→ EXCERPT PROVIDED:

● ● ● ● ●

# Best band saw blade for cutting curves?



## AZWoody (Jan 18, 2015)

Recently, I was able to get an older Grizzly C style 18" bandsaw at a good price.
Now, I want to have a ripping style blade on one, and for the other, use it for cutting curves and any other miscellaneous cuts.

Would you guys go with a 1/4 or a 3/8 blade and keep that on there, or is there something else I should be using?
I haven't used my bandsaw much, as I would use a jigsaw for all my curves but it's not as accurate as I would like it to be.
Also, what TPI for doing some plywood, but also some harder woods, like mesquite and eucalyptus?


----------



## pjones46 (Mar 1, 2011)

I use TimberWolf Swedish steel blades from Suffolk Machine and have found them to hold their edge and work very well for curved work. http://www.suffolkmachinery.com/cotact them and ask for a recommendation for the size of radius you will be cutting.


----------



## AZWoody (Jan 18, 2015)

> I use TimberWolf Swedish steel blades from Suffolk Machine and have found them to hold their edge and work very well for curved work. http://www.suffolkmachinery.com/cotact them and ask for a recommendation for the size of radius you will be cutting.
> 
> - pjones46


Thanks, I'll give them a call, see what ideas they have.


----------



## conifur (Apr 1, 2015)

For curves break the back edges of the blade with a stone, it prevents "lines" in the wood in tight curves.


----------



## Yonak (Mar 27, 2014)

> For curves break the back edges of the blade with a stone, it prevents "lines" in the wood in tight curves.
> 
> - conifur


Thank you for this useful note, conifer. It also relieves stress on the blade and makes cutting curves easier. I use the hammer, already on-hand for removing the table alignment pin, to burnish the back edges of a new blade.


----------



## MrUnix (May 18, 2012)

> Would you guys go with a 1/4 or a 3/8 blade and keep that on there, or is there something else I should be using?


It depends on how tight the curves are you want to cut…










For most stuff I do with thinner stock, I prefer the scroll saw since I can't get as tight as I would like on the band saw (and my scroll saw can handle larger pieces). YMMV.

● ● ● ● ●

→ SUPPLIED MATERIAL:
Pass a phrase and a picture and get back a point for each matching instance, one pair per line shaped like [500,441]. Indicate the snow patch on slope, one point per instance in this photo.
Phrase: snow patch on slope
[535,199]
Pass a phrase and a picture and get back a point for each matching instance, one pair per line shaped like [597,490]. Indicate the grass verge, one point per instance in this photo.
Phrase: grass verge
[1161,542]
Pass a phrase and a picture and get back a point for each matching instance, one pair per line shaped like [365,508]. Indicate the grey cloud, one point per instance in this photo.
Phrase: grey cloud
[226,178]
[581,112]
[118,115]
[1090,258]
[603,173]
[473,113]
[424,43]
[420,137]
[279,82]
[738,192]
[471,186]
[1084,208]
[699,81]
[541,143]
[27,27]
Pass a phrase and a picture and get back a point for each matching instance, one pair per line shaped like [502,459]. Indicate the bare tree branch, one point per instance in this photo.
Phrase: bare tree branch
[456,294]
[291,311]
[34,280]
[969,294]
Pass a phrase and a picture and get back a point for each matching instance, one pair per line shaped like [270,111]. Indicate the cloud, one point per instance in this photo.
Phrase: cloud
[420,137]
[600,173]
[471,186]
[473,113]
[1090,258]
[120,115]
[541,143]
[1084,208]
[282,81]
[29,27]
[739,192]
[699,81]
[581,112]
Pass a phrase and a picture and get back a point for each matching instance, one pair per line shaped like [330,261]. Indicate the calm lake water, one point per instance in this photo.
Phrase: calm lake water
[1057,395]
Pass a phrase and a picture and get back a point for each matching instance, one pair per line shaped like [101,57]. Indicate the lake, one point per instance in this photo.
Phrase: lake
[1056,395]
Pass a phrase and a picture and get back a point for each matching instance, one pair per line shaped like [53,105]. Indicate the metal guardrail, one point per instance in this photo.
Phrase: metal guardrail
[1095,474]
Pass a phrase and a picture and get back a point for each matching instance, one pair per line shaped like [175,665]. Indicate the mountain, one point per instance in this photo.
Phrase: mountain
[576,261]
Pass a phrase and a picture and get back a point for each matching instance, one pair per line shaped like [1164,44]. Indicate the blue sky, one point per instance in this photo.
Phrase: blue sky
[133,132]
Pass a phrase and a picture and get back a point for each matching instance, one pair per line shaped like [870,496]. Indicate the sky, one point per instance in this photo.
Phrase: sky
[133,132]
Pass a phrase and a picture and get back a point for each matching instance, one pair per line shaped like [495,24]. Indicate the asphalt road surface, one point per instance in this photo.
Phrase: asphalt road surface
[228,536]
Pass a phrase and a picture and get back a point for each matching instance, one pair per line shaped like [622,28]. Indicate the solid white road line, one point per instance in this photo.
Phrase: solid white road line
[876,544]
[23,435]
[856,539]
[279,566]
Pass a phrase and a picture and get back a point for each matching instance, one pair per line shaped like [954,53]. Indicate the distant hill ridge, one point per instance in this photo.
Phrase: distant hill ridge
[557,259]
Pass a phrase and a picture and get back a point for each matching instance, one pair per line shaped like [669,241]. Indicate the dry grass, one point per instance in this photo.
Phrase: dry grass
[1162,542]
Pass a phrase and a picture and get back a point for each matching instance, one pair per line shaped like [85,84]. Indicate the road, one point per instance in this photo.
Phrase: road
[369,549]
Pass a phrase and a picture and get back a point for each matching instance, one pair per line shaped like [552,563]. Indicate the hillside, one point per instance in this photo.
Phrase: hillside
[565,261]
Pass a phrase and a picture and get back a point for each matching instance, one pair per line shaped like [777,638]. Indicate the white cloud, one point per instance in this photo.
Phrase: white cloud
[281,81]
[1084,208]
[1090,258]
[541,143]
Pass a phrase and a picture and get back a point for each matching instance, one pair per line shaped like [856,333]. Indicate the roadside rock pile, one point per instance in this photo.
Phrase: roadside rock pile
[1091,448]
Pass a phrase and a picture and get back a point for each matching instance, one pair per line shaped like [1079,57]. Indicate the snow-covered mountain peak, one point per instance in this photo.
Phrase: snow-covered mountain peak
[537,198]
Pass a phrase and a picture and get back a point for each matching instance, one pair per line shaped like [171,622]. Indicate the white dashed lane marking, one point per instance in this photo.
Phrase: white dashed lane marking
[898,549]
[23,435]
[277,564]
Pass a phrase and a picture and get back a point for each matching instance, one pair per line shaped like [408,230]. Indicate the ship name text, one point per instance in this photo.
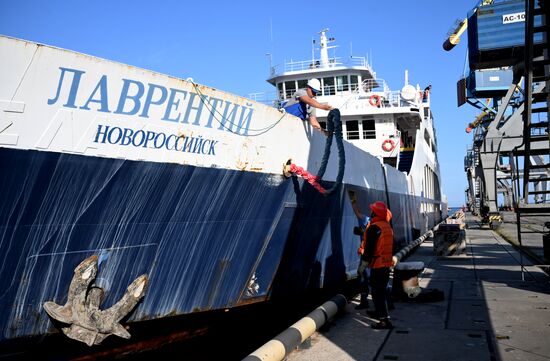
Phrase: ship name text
[138,99]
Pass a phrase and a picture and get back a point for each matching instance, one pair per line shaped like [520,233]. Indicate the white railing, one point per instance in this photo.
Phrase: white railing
[267,98]
[316,64]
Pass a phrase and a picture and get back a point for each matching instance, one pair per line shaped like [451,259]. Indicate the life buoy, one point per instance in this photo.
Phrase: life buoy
[388,145]
[375,100]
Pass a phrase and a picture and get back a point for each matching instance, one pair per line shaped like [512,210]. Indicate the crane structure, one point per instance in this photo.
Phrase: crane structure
[509,66]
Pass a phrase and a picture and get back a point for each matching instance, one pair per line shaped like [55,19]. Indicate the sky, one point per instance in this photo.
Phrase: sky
[229,45]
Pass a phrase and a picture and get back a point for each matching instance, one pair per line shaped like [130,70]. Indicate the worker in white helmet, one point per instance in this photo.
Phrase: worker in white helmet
[303,103]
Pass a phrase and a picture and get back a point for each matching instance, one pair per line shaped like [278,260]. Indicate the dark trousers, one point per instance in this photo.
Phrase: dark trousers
[364,286]
[379,278]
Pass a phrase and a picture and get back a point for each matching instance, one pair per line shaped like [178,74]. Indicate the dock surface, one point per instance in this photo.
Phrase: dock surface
[492,311]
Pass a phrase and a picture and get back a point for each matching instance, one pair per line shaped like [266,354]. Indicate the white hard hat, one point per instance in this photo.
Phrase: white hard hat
[314,84]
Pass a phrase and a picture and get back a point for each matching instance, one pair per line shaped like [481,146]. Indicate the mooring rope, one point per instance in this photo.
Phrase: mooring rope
[334,128]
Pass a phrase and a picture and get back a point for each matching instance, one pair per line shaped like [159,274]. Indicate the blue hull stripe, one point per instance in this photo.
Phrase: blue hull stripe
[200,233]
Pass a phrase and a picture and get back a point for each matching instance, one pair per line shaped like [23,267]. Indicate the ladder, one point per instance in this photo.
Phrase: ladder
[532,198]
[535,199]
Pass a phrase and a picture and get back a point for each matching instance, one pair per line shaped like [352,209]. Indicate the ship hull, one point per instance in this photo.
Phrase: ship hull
[160,176]
[201,234]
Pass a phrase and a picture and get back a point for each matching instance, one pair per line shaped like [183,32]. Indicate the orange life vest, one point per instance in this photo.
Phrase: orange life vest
[383,252]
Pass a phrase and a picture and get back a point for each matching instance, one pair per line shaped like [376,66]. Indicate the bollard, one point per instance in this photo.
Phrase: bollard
[280,346]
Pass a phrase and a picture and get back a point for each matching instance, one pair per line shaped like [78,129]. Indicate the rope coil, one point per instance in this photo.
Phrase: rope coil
[334,128]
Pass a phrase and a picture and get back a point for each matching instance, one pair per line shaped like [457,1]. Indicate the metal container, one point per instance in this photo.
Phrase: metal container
[496,34]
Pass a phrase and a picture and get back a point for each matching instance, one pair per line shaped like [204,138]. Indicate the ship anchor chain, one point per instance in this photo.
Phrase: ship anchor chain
[88,323]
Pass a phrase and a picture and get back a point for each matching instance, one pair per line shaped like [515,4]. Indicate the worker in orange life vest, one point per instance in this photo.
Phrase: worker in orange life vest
[377,252]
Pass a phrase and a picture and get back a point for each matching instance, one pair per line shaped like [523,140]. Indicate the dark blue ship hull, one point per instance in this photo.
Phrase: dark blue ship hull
[208,238]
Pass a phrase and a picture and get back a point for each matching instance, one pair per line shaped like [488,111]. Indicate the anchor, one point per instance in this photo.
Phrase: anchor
[87,322]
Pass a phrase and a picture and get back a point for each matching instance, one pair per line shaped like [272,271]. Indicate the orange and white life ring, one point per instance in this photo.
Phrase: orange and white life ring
[375,100]
[388,145]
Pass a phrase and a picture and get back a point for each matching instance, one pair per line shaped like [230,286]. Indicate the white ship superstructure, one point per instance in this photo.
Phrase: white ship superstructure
[396,126]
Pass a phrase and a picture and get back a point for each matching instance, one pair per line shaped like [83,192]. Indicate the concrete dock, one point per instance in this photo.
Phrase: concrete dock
[492,310]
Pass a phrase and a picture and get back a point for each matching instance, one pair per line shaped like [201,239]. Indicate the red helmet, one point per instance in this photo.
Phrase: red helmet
[379,208]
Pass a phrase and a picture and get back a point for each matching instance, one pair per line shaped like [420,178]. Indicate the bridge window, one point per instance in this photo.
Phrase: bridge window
[290,88]
[352,129]
[354,82]
[342,83]
[328,86]
[369,130]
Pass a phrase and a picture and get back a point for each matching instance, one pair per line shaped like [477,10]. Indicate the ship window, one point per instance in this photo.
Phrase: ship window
[352,129]
[290,88]
[354,82]
[302,84]
[328,86]
[369,130]
[342,83]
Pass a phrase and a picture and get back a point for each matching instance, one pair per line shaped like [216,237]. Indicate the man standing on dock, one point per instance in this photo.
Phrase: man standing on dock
[378,252]
[362,272]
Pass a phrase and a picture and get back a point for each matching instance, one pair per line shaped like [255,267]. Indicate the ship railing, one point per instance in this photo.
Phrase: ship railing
[266,98]
[316,64]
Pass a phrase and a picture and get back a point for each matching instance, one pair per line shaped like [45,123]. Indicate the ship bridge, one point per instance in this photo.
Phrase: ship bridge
[376,119]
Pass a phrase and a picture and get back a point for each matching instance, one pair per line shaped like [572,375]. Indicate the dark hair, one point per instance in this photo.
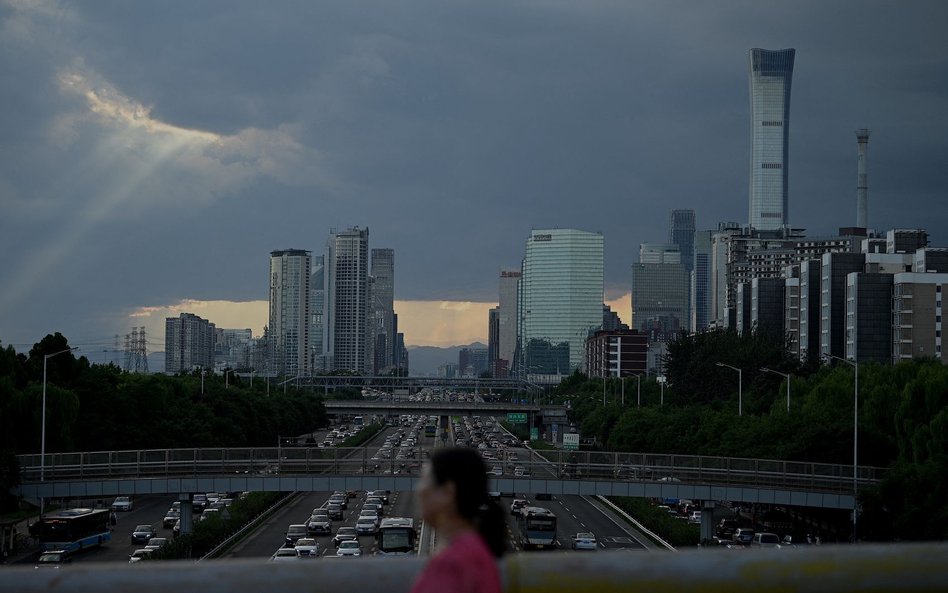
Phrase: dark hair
[466,469]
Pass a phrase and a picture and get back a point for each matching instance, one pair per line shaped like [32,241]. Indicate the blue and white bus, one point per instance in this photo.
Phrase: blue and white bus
[537,528]
[72,529]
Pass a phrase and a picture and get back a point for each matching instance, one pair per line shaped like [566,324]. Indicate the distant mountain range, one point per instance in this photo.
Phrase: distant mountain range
[425,360]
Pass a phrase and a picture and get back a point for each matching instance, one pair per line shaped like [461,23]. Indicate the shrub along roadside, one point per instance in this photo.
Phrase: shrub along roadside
[677,532]
[211,532]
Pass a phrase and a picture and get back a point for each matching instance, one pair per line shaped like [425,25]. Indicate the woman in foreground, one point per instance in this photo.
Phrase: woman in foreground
[470,527]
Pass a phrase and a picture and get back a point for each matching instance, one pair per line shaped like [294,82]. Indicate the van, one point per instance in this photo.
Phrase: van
[295,532]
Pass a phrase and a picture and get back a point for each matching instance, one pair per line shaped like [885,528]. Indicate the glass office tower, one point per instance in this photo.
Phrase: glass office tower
[770,73]
[561,290]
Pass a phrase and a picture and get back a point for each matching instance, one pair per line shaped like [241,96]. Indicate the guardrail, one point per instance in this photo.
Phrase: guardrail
[913,568]
[561,465]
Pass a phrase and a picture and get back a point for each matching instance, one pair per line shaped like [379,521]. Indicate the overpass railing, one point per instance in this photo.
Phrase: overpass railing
[561,465]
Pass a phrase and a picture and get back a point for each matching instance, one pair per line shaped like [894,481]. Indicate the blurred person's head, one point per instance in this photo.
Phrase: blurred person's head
[453,488]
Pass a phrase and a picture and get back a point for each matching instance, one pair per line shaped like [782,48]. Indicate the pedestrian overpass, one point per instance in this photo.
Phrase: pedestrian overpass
[103,474]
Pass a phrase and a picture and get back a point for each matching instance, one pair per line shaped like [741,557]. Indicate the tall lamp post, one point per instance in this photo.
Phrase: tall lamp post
[46,357]
[855,366]
[785,376]
[740,387]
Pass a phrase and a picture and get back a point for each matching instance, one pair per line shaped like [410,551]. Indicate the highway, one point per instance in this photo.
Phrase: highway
[574,514]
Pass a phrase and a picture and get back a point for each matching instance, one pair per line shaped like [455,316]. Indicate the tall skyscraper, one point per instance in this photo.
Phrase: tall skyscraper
[289,325]
[189,343]
[659,292]
[770,73]
[348,299]
[560,301]
[383,309]
[316,307]
[507,318]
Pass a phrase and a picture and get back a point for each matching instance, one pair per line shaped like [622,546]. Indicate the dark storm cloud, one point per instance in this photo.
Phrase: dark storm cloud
[158,151]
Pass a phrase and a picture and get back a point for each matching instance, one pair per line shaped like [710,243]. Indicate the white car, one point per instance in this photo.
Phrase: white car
[122,503]
[285,555]
[307,547]
[349,548]
[139,555]
[584,541]
[365,526]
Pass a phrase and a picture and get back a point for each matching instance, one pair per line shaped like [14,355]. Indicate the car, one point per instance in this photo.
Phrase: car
[344,534]
[142,533]
[366,526]
[139,555]
[171,517]
[121,503]
[765,540]
[726,528]
[334,511]
[307,547]
[584,541]
[350,547]
[295,532]
[156,543]
[53,559]
[743,536]
[319,523]
[285,555]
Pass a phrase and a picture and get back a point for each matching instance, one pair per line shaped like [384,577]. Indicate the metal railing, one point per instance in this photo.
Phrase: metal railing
[837,569]
[361,461]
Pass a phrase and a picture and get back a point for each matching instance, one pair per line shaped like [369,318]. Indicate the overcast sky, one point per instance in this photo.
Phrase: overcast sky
[156,152]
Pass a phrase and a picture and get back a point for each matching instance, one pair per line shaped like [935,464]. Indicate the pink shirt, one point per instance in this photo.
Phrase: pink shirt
[466,566]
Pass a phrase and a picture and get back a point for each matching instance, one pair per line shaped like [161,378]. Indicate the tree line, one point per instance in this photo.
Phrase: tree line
[92,407]
[902,408]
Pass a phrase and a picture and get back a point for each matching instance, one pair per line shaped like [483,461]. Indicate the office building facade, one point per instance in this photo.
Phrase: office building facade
[348,300]
[770,73]
[659,292]
[189,343]
[560,299]
[289,321]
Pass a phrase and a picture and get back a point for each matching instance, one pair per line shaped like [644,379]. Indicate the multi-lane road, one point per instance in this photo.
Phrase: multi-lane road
[574,514]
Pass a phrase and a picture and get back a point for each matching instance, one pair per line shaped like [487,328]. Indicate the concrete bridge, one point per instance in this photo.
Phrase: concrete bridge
[169,471]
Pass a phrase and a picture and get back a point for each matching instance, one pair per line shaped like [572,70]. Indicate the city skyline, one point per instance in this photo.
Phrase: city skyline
[147,167]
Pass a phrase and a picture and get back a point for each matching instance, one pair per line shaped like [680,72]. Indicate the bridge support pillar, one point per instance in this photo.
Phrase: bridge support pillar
[187,513]
[707,520]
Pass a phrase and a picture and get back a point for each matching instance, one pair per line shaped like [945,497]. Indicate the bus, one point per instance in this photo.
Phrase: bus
[72,529]
[396,537]
[537,528]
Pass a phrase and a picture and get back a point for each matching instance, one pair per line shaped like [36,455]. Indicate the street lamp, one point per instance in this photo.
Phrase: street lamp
[46,357]
[740,387]
[785,376]
[855,366]
[638,386]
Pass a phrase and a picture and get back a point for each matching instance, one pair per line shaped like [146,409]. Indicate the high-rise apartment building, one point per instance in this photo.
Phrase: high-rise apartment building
[700,281]
[317,303]
[189,343]
[507,318]
[659,292]
[289,326]
[770,73]
[560,302]
[383,309]
[347,302]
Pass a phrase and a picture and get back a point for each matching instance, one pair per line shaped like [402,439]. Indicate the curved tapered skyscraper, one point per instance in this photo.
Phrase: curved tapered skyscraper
[770,73]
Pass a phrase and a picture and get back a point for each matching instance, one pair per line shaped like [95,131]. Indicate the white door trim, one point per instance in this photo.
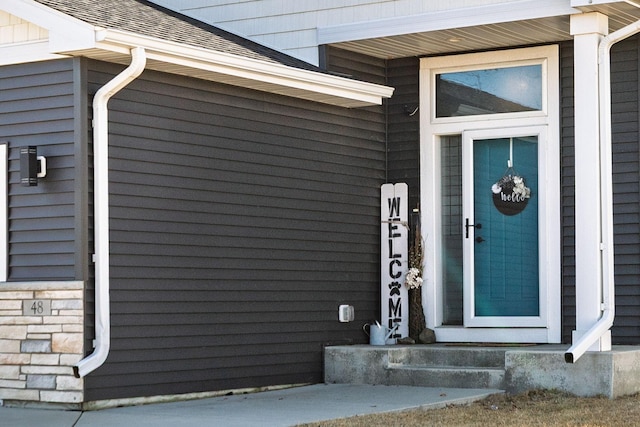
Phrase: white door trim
[432,129]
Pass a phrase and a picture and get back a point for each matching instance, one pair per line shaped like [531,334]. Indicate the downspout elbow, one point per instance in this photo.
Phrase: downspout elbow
[101,211]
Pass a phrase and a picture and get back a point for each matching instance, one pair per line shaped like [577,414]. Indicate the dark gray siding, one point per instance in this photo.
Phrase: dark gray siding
[239,222]
[567,192]
[626,187]
[404,126]
[37,107]
[626,166]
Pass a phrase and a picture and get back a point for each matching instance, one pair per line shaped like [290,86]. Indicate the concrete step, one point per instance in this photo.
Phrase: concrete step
[518,368]
[443,356]
[446,376]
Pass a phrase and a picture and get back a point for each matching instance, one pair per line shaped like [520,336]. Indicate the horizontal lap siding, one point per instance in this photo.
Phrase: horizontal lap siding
[626,190]
[37,108]
[626,179]
[240,221]
[404,126]
[567,191]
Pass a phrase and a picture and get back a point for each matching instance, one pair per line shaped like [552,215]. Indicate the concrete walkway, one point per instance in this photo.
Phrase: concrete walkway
[286,407]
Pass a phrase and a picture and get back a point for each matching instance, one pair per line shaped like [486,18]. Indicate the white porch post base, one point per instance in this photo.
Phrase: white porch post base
[603,344]
[588,29]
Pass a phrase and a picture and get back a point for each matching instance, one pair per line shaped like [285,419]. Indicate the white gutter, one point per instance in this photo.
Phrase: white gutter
[606,196]
[101,210]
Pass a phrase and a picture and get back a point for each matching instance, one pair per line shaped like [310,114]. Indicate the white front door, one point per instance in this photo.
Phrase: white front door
[490,197]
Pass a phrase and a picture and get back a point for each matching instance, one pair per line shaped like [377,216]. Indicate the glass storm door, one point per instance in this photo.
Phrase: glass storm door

● ● ● ● ●

→ SET PROBLEM 1:
List the usernames of everyone who posted in the band saw blade thread.
→ SET PROBLEM 2:
In the band saw blade thread, what does Yonak use to burnish the back edges of a new blade?
→ SET PROBLEM 3:
Carry on the band saw blade thread from its final post.
The lines above are separate material and unrelated to the band saw blade thread.

→ OUTPUT 1:
AZWoody, pjones46, conifur, Yonak, MrUnix

→ OUTPUT 2:
The hammer already on hand for removing the table alignment pin.

→ OUTPUT 3:
Cheers,
Brad


----------



## conifur (Apr 1, 2015)

As far as teeth per inch TPI and width go to this site and read, not to mention they have great blades.
http://timberwolfblades.com/


----------



## Planeman40 (Nov 3, 2010)

As it appears you are somewhat new to using bandsaws, I can give you some tips.

1. You will find changing bandsaw blades a little bit of a hassle and also find yourself using one blade for most things like the rest of us. And that will probably be the usual 1/4" blade. Occasionally you will change blades for special situations, but not often.

2. The smaller 3/16" and 1/8" blades become more problematic and tend to be troublesome and prone to breakage. They are tricky to use.

3. You will find that you can use the 1/4" blade for most curves too tight for the blade by making intersecting cuts before you begin the actual cut to allow cut areas to fall off as you go on outside cuts. On tight inside cuts you can "nibble" your way through.

4. The rule of thumb for number of teeth is to keep a minimum of TWO teeth in the cut at any one time. This helps to prevent tooth breakage. This is especially important when cutting metal. And and yes, you can cut non-ferrous metal (aluminum, brass) with a wood cutting bandsaw blade. You can cut steel too with a metal cutting blade IF you slow the blade speed to a metal cutting speed.

5. And last, when changing blades, ALWAYS get the blade running true and consistently in one place BEFORE bringing the guides up to the blades. Many people try to do this the other way around and have no end of problems. And allow about the thickness of a piece of typewriter paper (.010 inch) between the guides and the blade. A blade constantly running against a guide can cause the blade to work harden and eventually break.

P.S. Broken blades can be silver soldered back together in the home workshop, but this has to be done properly using a proper scarf joint and a home made jig. But that's another story.

Planeman


----------



## AZWoody (Jan 18, 2015)

> Would you guys go with a 1/4 or a 3/8 blade and keep that on there, or is there something else I should be using?
> 
> It depends on how tight the curves are you want to cut…
> 
> ...


Thanks, that helps a lot.


----------



## AZWoody (Jan 18, 2015)

> As it appears you are somewhat new to using bandsaws, I can give you some tips.
> 
> Planeman
> 
> - Planeman40


Thanks for the info. I'm not totally new to bandsaws. I just now have 2 bandsaws so want to dedicate one to cutting curves and the other to resawing.

I was hoping to stay away from something like a 1/8 blade as I figured the chance for breakage would be too high. Also, keeping a straight line, when needing it would be a little tricky.

I hadn't heard the one about keeping 2 teeth in the cut, that makes sense.

Thanks for the other info. It's always good to hear tips, tricks and info.


----------



## ElChe (Sep 28, 2014)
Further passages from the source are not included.